### Request a
Copy out every line in the entries below that contains the word "stone".

Crystallization is an effective method to recover solids from solution, due to its relatively low energy utilization, low material requirements and lower cost compared to other alternatives. Hence, crystallization is of particular interest in the thermochemical copper-chlorine cycle for hydrogen production as an energy-saving means to extract solid CuCl2 from its aqueous solution. It has been determined from experiments that there is a range of concentrations that will demonstrate crystallization. If the initial concentration exceeds the upper bound of this range, the solution will be saturated and instantly become paste-like without forming crystals. Conversely, if the initial concentrations fall below the lower bound of a specified range, the solution will remain liquid upon cooling. As a result, it has been observed that crystallization does not occur for HCl concentrations below 3 M and above 9 M. Also, it has been found that anhydrous CuCl2 does not crystallize under any of the conditions tested. To analyze the composition of the recovered solids, X-ray diffraction (XRD) was employed. The samples were also analyzed using thermogravimetric analysis (TGA) in order to determine their thermochemical properties such as melting and decomposition temperatures. The stationary point on the TGA curve was found to be around 462 °C which is below the normal melting temperature of CuCl2. Also, the vaporization of the samples was found to be approximately 600 °C.

### Source material
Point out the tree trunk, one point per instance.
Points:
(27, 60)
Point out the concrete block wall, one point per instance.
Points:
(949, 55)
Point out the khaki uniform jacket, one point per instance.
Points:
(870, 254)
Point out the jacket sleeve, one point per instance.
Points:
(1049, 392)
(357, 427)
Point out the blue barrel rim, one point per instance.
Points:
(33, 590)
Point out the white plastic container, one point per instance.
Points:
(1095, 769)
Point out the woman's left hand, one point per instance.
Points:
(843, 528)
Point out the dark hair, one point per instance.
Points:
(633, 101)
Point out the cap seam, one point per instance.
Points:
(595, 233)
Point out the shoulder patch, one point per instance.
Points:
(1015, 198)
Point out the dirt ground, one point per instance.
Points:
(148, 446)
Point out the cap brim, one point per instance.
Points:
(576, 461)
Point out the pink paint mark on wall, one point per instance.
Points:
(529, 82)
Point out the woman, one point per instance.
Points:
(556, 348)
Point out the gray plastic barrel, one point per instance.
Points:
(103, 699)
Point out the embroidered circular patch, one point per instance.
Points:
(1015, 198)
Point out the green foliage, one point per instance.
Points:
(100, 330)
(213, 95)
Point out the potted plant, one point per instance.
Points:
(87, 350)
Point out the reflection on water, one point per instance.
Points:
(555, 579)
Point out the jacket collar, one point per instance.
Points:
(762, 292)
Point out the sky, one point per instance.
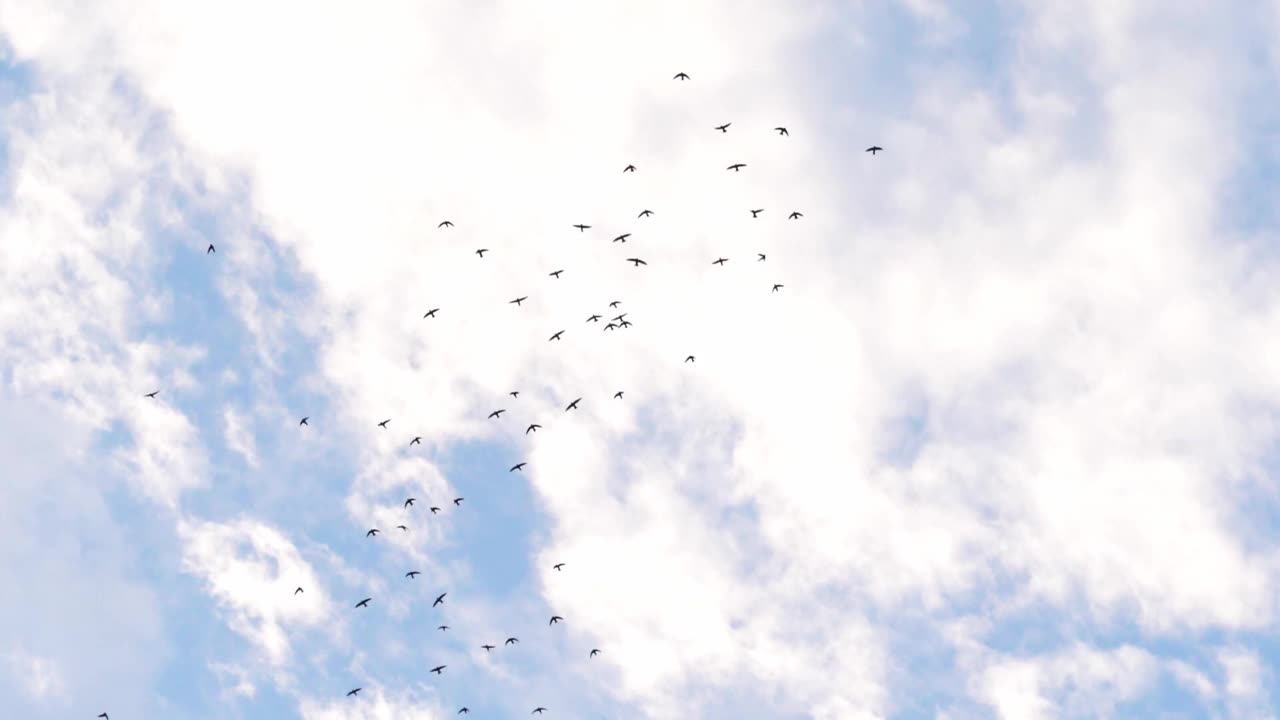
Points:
(1002, 445)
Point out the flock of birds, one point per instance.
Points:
(615, 323)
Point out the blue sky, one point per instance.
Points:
(1001, 447)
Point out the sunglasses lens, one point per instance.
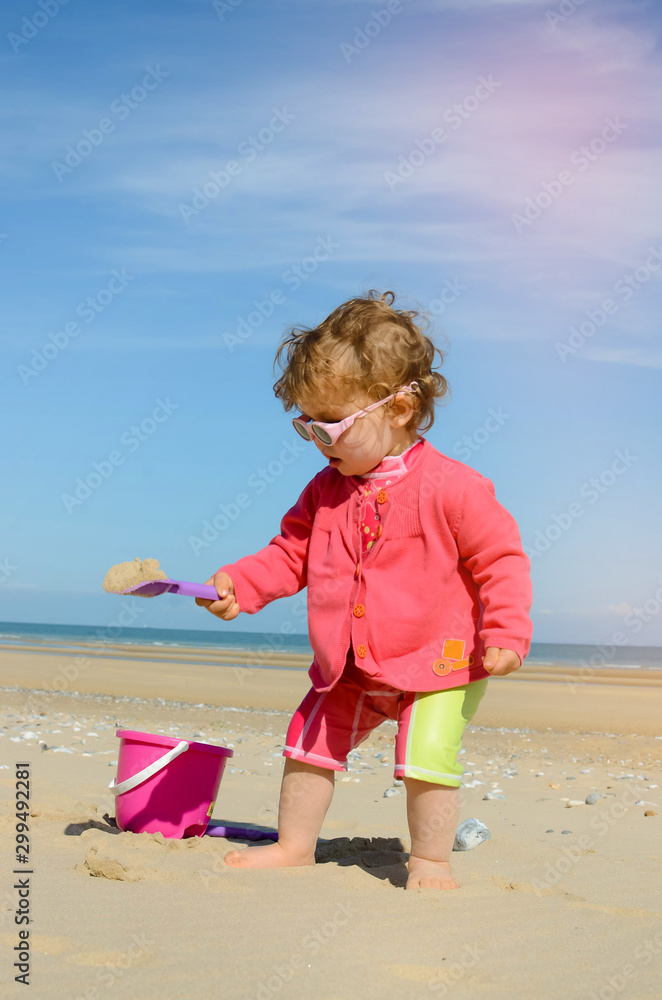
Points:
(321, 434)
(302, 430)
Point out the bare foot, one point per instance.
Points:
(424, 874)
(269, 856)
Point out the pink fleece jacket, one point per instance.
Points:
(448, 578)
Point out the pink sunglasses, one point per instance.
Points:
(328, 433)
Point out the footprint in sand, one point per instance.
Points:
(129, 857)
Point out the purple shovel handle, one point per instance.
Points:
(156, 587)
(247, 832)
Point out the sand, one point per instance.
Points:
(539, 914)
(120, 577)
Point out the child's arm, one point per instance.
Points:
(277, 570)
(490, 546)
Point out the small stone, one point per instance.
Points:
(470, 834)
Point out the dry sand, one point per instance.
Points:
(539, 914)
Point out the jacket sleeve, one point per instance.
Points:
(280, 568)
(489, 544)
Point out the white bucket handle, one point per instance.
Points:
(149, 771)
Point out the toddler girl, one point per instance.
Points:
(418, 586)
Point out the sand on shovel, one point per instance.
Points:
(124, 575)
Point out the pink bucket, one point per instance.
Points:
(165, 785)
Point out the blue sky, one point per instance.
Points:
(496, 163)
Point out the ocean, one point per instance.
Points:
(73, 636)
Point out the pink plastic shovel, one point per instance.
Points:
(153, 588)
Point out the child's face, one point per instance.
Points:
(370, 438)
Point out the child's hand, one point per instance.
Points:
(226, 607)
(500, 661)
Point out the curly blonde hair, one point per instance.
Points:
(365, 345)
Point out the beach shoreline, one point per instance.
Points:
(149, 916)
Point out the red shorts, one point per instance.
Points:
(327, 725)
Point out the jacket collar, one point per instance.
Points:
(352, 484)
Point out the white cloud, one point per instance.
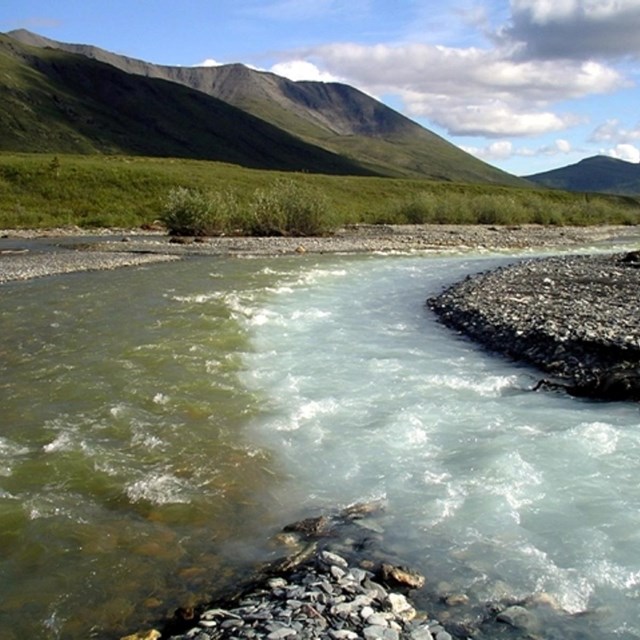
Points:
(302, 70)
(579, 29)
(468, 91)
(504, 149)
(613, 132)
(627, 152)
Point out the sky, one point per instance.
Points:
(526, 85)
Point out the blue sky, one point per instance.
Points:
(527, 85)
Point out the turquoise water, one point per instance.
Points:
(160, 424)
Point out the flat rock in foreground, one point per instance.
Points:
(575, 317)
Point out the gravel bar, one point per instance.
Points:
(25, 265)
(340, 582)
(575, 317)
(26, 254)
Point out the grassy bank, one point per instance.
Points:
(44, 190)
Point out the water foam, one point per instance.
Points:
(159, 487)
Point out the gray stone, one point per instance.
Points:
(519, 618)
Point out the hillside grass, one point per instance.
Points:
(47, 190)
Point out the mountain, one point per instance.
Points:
(333, 116)
(55, 101)
(596, 174)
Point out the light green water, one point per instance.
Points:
(160, 424)
(125, 471)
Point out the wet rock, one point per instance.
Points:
(310, 526)
(574, 317)
(402, 576)
(152, 634)
(519, 618)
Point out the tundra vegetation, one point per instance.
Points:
(210, 198)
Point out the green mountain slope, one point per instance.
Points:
(55, 101)
(334, 116)
(596, 174)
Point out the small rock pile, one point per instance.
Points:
(324, 598)
(575, 317)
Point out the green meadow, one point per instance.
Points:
(199, 197)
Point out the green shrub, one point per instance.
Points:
(192, 212)
(290, 208)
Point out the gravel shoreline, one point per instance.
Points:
(574, 317)
(338, 582)
(26, 254)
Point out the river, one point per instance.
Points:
(160, 424)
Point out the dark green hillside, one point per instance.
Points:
(55, 101)
(336, 117)
(597, 174)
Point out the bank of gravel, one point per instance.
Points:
(340, 583)
(574, 317)
(26, 254)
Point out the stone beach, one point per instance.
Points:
(26, 254)
(339, 583)
(574, 317)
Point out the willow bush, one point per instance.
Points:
(193, 212)
(289, 208)
(286, 208)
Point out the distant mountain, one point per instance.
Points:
(334, 116)
(596, 174)
(55, 101)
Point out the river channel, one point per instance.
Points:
(160, 424)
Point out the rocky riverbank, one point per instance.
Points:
(26, 254)
(339, 583)
(574, 317)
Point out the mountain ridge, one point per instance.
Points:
(598, 174)
(335, 117)
(56, 101)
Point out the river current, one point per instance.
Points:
(160, 424)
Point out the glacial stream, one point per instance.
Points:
(159, 425)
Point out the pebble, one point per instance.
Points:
(574, 317)
(315, 601)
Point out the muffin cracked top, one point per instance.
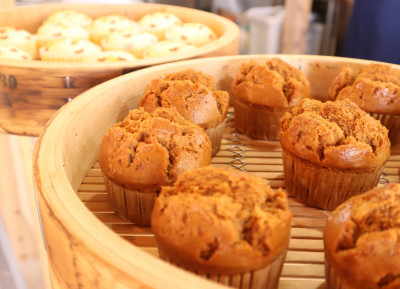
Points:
(194, 101)
(151, 149)
(192, 75)
(334, 134)
(274, 84)
(222, 221)
(375, 88)
(363, 238)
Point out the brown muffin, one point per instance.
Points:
(192, 75)
(194, 101)
(375, 89)
(226, 225)
(362, 241)
(331, 151)
(263, 93)
(145, 151)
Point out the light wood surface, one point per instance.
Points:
(7, 3)
(32, 91)
(89, 246)
(295, 26)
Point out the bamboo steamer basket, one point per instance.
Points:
(84, 247)
(32, 91)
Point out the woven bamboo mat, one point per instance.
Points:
(304, 264)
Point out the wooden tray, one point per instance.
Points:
(89, 246)
(32, 91)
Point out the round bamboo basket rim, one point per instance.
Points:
(230, 33)
(53, 185)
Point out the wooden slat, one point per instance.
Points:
(304, 263)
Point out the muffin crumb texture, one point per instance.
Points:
(222, 220)
(375, 88)
(194, 101)
(192, 75)
(362, 239)
(337, 134)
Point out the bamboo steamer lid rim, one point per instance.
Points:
(57, 187)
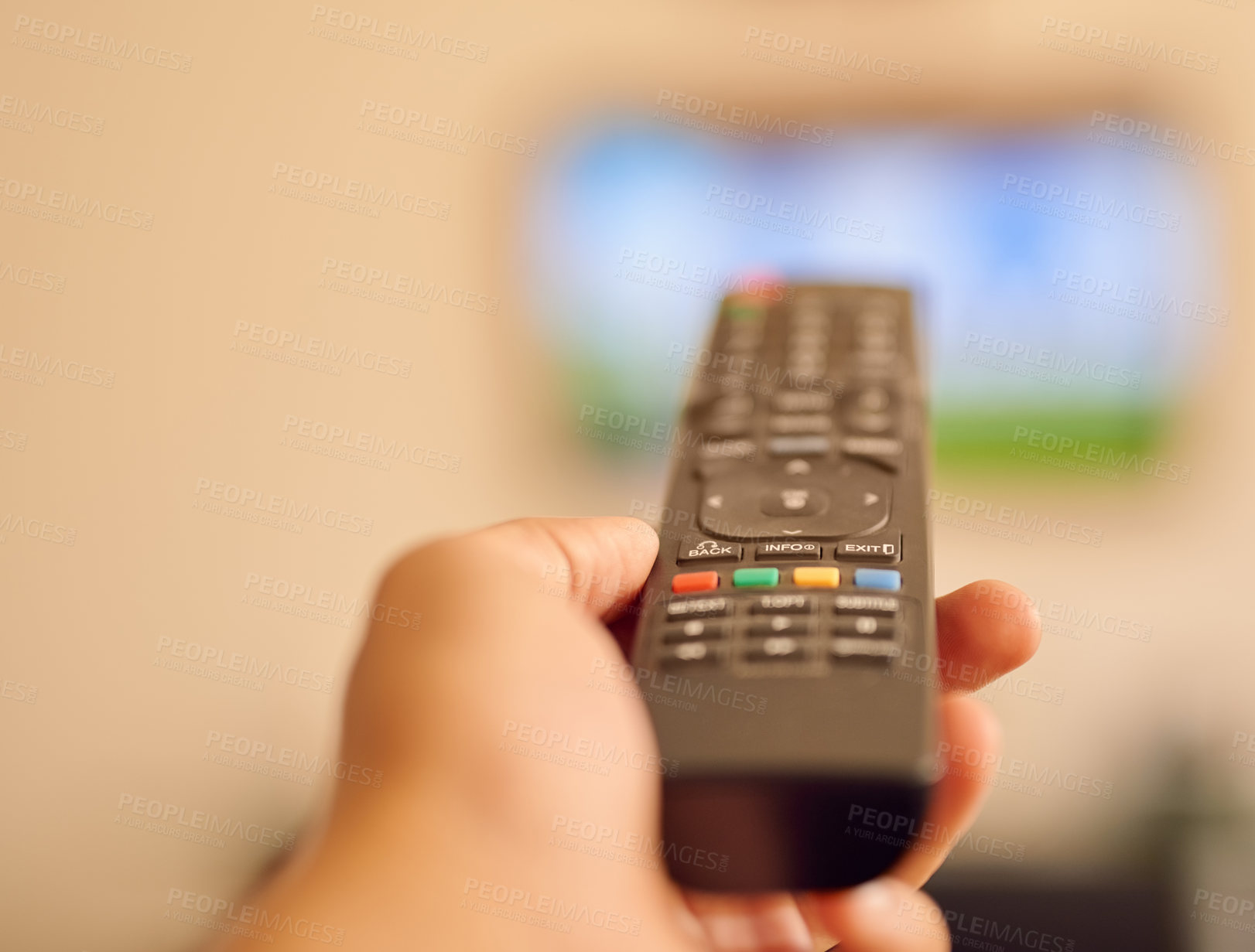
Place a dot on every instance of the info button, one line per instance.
(777, 551)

### Request b
Summarize the text on crystallization in the copper-chlorine cycle in two sentences.

### Worked answer a
Point out the small stone, one point per instance.
Point out the gray stone, one point per instance.
Point out the stone beach, one point per instance.

### Worked answer b
Crystallization is an energy-saving way to extract solid CuCl2 from its aqueous solution in the thermochemical copper-chlorine cycle for hydrogen production, but experiments showed that it occurs only within a range of concentrations, not for HCl concentrations below 3 M or above 9 M, and not at all for anhydrous CuCl2. The recovered solids were analyzed with X-ray diffraction and thermogravimetric analysis, which showed a stationary point around 462 °C, below the normal melting temperature of CuCl2, and vaporization at approximately 600 °C.